WHAT THIS TASK INVOLVES
Please replace "pin" with "mark" in the lines from the one containing "If you could locate the overcast" through the last line, inclusive, and give back only those lines with nothing else changed.

AVAILABLE DATA
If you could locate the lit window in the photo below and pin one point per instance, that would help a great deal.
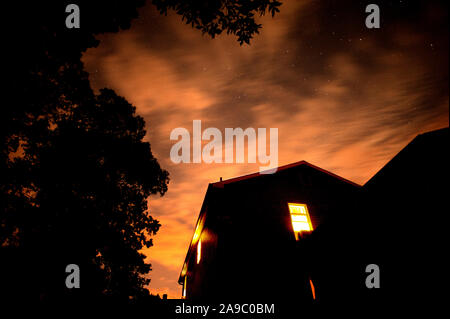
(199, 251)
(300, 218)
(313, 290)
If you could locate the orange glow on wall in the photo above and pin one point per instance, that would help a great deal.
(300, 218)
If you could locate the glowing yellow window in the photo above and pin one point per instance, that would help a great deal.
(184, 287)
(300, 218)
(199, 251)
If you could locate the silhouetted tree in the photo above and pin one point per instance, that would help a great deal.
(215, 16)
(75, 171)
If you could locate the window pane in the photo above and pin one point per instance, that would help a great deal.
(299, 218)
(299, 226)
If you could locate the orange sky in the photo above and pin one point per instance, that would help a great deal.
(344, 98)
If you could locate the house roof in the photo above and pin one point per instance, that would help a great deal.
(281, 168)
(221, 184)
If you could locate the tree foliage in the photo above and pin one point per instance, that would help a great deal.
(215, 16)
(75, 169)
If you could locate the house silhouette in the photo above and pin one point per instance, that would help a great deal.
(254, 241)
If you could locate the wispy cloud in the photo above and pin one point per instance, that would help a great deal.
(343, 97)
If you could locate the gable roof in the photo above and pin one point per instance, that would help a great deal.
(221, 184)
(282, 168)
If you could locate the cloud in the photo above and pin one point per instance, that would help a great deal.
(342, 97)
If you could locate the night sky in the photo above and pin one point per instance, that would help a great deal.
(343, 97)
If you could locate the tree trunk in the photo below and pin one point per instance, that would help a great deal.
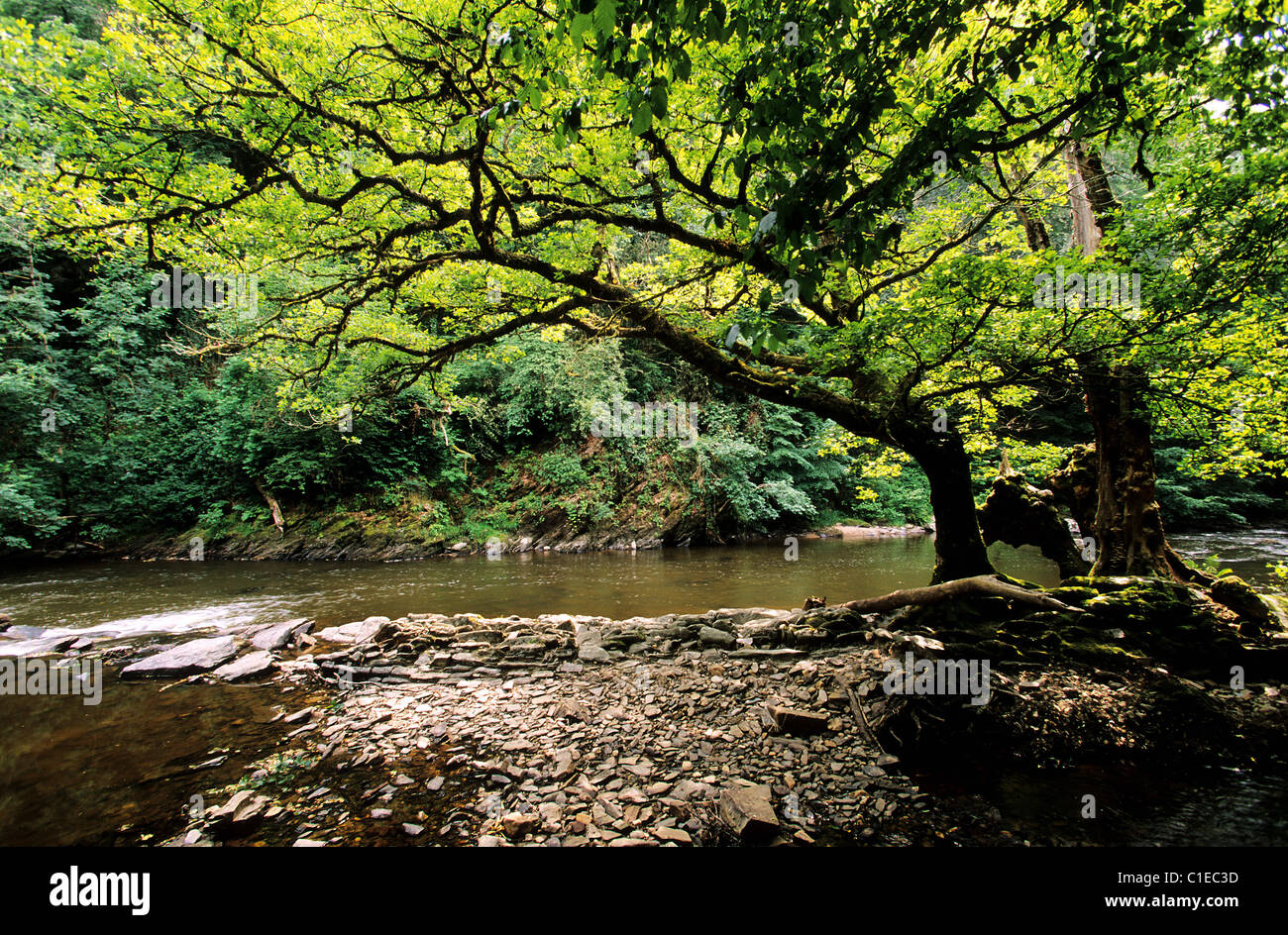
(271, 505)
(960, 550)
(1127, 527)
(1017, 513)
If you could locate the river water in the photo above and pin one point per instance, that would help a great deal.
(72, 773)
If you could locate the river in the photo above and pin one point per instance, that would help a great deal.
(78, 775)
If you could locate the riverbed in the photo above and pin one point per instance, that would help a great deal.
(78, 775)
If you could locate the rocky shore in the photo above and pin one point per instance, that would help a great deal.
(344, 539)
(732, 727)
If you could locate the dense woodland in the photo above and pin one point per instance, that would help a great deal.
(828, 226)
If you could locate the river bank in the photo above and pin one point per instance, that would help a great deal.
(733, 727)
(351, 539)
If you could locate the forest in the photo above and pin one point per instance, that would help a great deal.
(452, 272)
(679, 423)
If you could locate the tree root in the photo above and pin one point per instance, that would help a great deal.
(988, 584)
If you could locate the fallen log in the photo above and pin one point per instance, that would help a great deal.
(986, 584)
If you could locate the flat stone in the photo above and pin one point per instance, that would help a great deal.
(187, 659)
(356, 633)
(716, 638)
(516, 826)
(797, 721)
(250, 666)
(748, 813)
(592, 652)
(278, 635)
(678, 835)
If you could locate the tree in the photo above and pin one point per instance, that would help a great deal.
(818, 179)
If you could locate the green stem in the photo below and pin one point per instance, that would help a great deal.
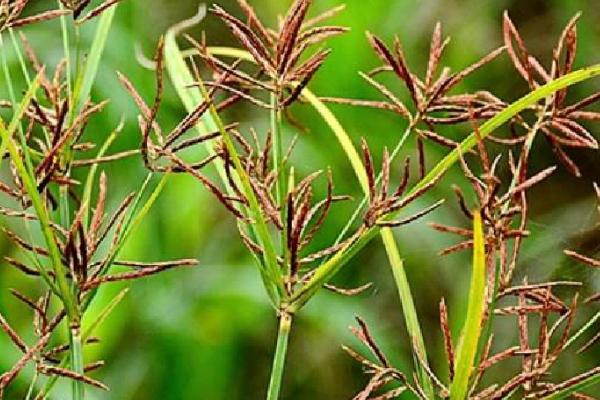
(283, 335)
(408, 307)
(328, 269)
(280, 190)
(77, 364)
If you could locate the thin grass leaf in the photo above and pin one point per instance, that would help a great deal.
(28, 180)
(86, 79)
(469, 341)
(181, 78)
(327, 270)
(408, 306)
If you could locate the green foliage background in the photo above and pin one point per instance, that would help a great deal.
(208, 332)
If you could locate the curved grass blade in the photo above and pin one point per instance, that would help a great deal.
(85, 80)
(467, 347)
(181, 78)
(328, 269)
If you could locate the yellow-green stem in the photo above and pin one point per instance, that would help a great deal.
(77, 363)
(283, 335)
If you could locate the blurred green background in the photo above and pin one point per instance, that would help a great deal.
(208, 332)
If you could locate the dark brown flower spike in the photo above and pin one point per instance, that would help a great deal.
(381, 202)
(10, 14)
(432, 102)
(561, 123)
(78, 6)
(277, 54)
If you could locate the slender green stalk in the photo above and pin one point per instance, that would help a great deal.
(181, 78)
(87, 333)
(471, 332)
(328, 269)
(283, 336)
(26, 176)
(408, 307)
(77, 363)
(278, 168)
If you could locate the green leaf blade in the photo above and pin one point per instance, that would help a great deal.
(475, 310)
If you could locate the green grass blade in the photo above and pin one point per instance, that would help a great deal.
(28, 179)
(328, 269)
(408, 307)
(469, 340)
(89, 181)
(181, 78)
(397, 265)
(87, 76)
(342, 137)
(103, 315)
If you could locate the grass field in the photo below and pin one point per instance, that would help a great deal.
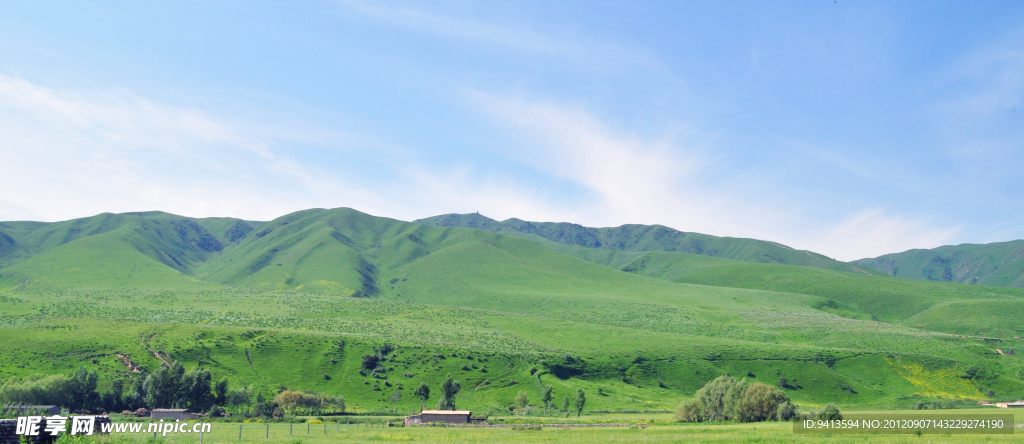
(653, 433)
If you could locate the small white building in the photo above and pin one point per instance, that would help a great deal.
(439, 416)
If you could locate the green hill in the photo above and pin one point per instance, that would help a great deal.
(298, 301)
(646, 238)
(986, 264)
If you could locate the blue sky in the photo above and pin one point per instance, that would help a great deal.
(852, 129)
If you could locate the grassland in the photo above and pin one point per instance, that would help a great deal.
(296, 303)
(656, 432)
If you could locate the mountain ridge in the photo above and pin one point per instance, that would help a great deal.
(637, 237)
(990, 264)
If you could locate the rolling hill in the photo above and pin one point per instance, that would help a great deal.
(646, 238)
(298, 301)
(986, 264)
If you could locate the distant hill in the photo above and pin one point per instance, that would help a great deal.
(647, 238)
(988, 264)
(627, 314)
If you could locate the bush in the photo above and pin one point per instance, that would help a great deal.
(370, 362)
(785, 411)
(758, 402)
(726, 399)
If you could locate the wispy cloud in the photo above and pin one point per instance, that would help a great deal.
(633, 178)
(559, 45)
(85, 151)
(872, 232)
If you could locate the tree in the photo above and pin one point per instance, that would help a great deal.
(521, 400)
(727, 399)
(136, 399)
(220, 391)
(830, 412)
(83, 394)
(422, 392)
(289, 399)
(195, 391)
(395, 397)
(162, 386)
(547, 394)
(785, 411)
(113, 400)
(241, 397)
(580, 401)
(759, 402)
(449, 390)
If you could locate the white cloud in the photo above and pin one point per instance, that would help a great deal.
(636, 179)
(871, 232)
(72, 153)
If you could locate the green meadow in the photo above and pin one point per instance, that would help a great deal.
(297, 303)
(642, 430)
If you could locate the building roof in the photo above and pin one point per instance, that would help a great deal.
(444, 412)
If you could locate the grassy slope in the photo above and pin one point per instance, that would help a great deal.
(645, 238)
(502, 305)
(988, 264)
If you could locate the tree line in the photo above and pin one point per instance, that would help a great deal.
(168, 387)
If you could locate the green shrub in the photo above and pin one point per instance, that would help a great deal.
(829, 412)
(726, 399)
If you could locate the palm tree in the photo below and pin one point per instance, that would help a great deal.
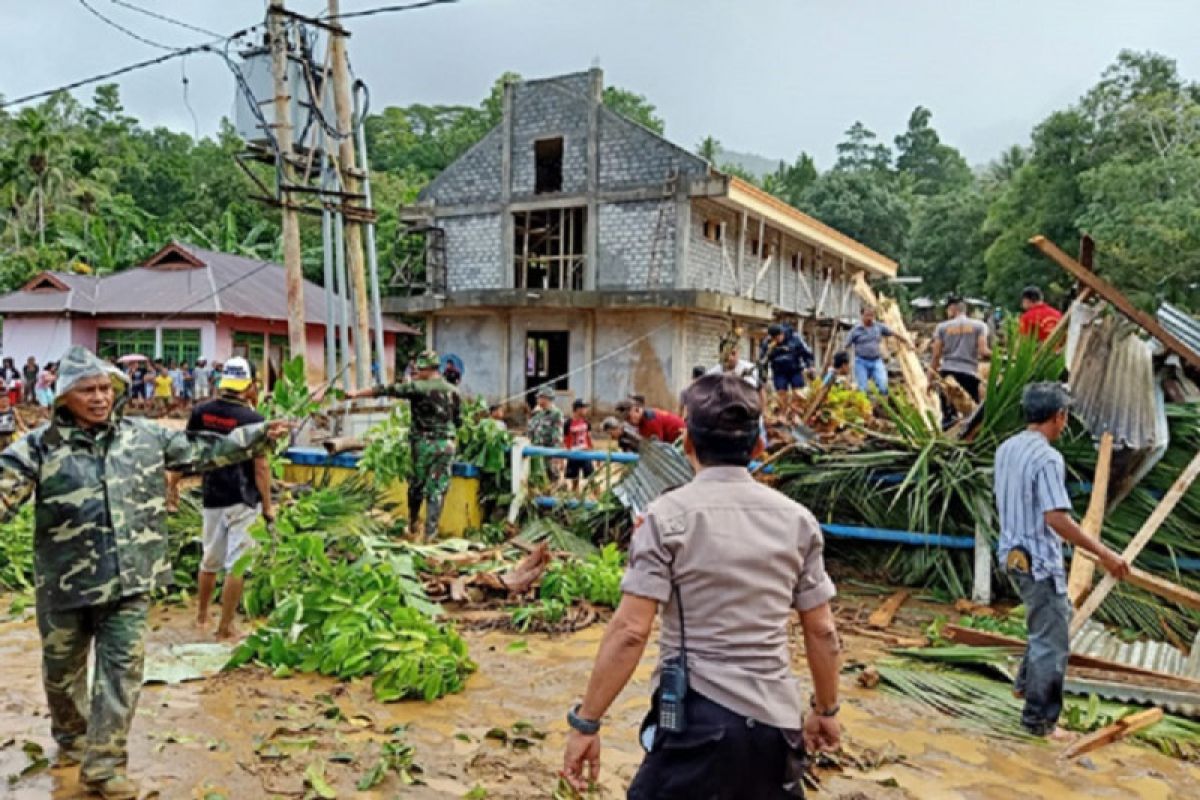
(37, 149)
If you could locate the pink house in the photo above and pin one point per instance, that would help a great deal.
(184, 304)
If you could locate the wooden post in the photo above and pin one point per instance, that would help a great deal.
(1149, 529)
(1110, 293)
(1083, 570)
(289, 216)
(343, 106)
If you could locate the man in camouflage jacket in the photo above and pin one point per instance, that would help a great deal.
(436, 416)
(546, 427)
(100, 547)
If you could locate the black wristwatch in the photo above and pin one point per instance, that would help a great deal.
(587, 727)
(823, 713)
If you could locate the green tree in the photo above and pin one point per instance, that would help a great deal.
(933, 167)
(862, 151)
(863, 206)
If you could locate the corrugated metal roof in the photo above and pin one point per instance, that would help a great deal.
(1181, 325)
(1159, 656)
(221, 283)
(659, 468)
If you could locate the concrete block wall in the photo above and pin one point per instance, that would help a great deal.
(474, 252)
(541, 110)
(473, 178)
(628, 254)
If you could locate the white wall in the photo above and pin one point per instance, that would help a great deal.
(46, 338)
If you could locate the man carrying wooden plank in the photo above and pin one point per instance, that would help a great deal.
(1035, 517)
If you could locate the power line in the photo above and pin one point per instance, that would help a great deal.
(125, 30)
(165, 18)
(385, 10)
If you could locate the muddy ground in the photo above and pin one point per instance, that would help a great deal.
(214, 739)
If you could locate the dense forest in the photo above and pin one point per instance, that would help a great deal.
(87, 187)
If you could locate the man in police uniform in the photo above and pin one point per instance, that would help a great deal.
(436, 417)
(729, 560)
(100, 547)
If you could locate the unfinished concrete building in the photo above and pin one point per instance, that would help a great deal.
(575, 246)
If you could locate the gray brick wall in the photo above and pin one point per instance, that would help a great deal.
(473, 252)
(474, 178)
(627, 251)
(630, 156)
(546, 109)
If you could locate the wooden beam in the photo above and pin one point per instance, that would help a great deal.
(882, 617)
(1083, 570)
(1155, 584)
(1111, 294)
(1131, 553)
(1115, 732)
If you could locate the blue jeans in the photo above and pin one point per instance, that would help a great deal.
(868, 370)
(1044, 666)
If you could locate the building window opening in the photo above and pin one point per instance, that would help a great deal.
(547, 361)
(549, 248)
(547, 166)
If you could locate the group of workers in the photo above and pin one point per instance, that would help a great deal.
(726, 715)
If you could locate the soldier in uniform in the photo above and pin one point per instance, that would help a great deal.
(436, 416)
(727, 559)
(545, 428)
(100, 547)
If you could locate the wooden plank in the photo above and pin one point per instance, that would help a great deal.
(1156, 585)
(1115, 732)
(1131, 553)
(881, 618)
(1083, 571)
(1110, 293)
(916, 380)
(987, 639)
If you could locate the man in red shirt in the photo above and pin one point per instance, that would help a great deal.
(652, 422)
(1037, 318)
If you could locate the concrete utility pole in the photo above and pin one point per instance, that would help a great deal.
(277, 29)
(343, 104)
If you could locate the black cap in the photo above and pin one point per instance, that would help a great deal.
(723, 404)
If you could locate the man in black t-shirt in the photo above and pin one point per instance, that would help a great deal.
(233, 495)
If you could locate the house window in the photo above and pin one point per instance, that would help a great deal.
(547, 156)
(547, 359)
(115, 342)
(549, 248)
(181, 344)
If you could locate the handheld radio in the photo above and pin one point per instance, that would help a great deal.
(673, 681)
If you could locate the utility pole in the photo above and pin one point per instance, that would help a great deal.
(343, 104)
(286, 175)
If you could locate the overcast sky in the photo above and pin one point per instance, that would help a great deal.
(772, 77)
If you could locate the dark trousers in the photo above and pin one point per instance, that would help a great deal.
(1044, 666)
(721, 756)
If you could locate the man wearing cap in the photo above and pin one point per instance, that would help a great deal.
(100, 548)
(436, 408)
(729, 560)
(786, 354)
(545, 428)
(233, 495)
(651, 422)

OUTPUT OF THE EXERCISE
If you could locate the overcast sky in the photo above and mark one point per instance, that would help a great deal.
(772, 77)
If you could locate the dark trousers in the photo above and mark one point per instance, that would help a great deal.
(1044, 666)
(721, 756)
If you could locate the man wearing cap in the photo above and mark one point per instance, that would help a great deal.
(100, 548)
(436, 408)
(729, 560)
(786, 354)
(545, 428)
(233, 495)
(651, 422)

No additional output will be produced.